** RECORD EXTRACTS **
#####

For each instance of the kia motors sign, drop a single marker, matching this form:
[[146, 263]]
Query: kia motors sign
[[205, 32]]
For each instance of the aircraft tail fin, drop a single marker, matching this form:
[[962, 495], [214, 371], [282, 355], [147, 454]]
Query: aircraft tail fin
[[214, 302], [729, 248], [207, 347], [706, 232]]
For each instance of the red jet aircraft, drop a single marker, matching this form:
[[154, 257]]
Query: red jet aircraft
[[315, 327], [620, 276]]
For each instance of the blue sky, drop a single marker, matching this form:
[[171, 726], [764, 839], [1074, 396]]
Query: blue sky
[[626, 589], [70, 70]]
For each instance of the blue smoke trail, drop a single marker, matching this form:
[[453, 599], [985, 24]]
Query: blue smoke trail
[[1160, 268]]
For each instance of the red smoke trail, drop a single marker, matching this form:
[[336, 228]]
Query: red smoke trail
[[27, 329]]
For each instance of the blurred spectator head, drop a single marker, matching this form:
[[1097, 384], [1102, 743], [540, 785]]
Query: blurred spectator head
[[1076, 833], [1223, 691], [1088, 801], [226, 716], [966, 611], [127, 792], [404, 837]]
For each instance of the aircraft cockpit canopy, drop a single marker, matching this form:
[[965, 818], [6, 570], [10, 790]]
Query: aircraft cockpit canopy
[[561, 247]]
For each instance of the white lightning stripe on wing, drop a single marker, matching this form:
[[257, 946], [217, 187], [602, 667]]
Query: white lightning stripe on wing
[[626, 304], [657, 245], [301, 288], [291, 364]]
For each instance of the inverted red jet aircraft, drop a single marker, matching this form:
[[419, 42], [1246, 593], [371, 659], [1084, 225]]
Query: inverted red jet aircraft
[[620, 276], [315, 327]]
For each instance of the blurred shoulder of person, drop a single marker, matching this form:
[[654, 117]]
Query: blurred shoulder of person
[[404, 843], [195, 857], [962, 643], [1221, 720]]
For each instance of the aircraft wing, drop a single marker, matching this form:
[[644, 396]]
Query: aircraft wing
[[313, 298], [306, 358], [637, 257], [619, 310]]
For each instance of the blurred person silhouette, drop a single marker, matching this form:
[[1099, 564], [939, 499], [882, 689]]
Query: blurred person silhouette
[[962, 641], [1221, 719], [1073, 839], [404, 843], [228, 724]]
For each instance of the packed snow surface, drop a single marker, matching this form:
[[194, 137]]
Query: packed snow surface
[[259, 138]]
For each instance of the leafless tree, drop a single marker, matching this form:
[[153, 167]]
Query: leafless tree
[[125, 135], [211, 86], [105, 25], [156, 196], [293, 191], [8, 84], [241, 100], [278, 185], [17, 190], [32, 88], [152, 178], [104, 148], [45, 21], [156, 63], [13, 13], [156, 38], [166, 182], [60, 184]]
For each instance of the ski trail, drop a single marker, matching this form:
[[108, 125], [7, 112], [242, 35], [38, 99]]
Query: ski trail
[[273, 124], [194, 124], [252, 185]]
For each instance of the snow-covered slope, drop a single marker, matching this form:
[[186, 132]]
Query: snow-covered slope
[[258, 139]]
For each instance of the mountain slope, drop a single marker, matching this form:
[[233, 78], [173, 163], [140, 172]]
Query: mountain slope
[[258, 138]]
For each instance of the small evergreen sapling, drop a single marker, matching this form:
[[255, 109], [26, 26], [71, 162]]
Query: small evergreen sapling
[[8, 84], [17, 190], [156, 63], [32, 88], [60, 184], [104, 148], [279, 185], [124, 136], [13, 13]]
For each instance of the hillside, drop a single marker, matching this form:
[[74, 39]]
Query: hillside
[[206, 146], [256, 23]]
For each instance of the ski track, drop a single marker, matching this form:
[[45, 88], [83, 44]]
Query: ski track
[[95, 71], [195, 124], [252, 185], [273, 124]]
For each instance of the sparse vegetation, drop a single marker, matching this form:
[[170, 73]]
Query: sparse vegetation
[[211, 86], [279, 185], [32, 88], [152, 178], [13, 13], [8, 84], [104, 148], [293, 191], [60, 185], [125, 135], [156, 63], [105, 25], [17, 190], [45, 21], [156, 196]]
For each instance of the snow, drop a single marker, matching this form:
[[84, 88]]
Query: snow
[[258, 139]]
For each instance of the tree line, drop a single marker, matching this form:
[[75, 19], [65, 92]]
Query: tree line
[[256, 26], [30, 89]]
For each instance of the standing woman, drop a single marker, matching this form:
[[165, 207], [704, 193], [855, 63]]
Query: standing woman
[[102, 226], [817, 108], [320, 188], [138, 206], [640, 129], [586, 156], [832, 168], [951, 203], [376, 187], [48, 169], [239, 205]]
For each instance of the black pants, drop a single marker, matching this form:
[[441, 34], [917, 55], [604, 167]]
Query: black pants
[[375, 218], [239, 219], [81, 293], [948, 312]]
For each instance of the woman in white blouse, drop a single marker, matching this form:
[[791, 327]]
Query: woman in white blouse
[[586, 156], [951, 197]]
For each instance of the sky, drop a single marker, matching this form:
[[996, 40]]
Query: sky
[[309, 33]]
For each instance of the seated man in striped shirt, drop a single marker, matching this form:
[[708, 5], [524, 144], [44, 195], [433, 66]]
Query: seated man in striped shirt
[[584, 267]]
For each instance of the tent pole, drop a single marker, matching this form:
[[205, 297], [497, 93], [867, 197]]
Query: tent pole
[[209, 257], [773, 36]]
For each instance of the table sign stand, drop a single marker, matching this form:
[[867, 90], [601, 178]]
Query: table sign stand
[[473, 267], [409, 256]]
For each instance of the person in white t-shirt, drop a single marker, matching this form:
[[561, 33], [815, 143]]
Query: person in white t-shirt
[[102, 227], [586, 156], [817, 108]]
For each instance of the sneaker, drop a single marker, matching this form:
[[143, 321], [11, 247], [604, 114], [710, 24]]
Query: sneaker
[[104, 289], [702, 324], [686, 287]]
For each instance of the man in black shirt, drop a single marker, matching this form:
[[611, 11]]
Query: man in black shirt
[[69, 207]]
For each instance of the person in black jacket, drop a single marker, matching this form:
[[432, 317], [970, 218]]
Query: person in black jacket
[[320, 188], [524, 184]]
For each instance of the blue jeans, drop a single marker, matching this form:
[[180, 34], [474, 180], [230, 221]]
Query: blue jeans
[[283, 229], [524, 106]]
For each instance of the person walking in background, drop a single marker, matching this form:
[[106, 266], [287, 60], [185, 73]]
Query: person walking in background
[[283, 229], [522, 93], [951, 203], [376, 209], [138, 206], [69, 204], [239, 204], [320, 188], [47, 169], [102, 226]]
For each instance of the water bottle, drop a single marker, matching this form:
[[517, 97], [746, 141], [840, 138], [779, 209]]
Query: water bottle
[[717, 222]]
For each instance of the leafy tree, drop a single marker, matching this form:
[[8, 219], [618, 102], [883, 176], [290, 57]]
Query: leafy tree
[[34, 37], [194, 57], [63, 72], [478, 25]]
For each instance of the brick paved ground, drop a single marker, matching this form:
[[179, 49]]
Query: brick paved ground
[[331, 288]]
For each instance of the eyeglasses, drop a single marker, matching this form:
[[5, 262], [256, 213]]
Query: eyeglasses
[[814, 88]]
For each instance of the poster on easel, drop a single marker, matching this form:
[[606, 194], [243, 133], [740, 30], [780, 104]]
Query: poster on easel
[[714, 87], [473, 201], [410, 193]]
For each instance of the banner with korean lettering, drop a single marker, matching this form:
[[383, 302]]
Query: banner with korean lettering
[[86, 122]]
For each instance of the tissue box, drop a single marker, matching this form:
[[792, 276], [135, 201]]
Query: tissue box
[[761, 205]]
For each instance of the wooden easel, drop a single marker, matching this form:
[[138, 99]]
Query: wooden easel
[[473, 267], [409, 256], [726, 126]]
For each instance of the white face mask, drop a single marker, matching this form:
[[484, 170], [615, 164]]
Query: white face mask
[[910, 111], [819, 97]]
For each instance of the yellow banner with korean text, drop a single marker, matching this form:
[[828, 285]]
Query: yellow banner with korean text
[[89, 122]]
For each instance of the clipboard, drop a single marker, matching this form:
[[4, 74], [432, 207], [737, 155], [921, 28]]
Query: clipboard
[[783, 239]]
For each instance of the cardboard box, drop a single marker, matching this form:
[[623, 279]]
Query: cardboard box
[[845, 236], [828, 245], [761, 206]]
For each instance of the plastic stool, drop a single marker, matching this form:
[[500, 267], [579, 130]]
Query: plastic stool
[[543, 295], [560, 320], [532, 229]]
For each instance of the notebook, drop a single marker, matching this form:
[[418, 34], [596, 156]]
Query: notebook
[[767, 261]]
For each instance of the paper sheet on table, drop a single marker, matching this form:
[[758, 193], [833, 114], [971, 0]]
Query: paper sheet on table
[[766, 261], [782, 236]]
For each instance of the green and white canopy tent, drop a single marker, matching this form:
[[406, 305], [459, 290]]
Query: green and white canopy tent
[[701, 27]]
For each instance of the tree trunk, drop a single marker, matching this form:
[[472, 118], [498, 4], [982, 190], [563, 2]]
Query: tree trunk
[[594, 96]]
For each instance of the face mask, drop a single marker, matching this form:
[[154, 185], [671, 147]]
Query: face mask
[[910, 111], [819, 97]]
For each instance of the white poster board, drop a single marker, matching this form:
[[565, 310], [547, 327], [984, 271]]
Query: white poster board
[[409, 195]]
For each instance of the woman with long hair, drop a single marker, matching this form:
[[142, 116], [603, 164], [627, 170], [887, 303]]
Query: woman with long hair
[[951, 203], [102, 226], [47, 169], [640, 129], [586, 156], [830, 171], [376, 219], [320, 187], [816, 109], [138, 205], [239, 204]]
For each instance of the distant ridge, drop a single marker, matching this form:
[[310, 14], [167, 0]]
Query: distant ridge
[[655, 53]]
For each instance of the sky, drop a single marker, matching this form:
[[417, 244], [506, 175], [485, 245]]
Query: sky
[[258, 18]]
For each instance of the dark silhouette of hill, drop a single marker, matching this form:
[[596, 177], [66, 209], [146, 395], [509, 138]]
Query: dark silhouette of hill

#####

** WHAT THE TASK ASKS **
Can you rescale the records between the lines holding "For each instance of the white poster" and "205], [239, 204]]", inclusive, by writing out every one of those lines again with the requests and their sample coordinates left unchanged? In each answer, multiply every coordinate by 2.55 and round it to a whole number, with halves rounding up.

** REPLY TO THE TASK **
For each instance of the white poster board, drop a single marker, matching this form:
[[565, 310], [547, 327], [984, 271]]
Query: white poster board
[[1043, 497]]
For each instance of the woman with long hair, drop a single marker, matching this form:
[[142, 116], [603, 164], [627, 170], [887, 303]]
Query: woman with long hair
[[2425, 518], [260, 576], [120, 431], [1632, 329], [1494, 398], [2117, 436], [959, 558], [816, 477], [2081, 278], [352, 523], [609, 520]]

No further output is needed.